Stated goal: Pick out and copy every line in the records below that contains the string "shore". Case counts.

Input:
- - -

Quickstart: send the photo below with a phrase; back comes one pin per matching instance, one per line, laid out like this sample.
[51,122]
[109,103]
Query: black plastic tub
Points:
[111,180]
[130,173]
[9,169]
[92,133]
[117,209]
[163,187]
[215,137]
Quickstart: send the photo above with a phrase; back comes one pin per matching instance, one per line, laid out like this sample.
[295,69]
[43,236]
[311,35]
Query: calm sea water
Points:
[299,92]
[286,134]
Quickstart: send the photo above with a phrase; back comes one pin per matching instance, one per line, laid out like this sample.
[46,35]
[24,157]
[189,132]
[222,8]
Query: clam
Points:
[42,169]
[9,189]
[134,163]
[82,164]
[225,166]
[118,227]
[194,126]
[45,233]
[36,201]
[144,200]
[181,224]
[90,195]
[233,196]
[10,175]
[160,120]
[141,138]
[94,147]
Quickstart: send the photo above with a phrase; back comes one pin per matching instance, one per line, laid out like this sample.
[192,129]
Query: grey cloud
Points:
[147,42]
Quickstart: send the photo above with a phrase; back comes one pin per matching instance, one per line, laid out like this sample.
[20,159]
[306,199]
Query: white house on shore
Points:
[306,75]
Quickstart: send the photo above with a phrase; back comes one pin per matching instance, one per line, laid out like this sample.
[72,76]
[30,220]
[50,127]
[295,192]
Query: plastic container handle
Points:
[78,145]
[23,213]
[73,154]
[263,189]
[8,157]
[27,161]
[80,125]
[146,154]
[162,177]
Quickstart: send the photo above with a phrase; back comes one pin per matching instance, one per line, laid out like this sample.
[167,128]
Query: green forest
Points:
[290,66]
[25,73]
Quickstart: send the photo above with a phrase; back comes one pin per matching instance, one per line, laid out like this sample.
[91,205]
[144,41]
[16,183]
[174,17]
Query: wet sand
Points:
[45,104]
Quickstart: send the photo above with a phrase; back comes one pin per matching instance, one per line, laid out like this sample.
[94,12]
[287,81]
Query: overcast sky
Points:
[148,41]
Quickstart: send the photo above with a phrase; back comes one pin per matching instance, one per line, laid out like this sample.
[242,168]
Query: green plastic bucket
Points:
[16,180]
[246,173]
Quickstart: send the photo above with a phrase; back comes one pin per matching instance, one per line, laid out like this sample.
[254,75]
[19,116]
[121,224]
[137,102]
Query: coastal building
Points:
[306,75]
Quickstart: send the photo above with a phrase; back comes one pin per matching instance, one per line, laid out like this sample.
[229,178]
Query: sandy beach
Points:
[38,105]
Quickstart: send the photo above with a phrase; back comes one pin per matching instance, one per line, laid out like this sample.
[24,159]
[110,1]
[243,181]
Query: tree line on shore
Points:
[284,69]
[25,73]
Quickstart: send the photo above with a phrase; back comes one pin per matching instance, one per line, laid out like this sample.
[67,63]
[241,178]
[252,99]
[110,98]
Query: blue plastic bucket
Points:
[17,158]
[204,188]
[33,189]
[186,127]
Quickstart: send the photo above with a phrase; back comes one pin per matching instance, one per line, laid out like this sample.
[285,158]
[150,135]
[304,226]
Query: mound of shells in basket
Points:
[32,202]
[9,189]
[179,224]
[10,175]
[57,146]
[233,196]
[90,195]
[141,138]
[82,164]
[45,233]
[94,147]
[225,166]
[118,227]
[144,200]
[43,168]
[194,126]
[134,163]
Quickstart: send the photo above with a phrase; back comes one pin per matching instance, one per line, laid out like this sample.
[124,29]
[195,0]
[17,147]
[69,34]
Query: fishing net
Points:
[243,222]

- - -

Result:
Query: white house on shore
Query: tree line on shore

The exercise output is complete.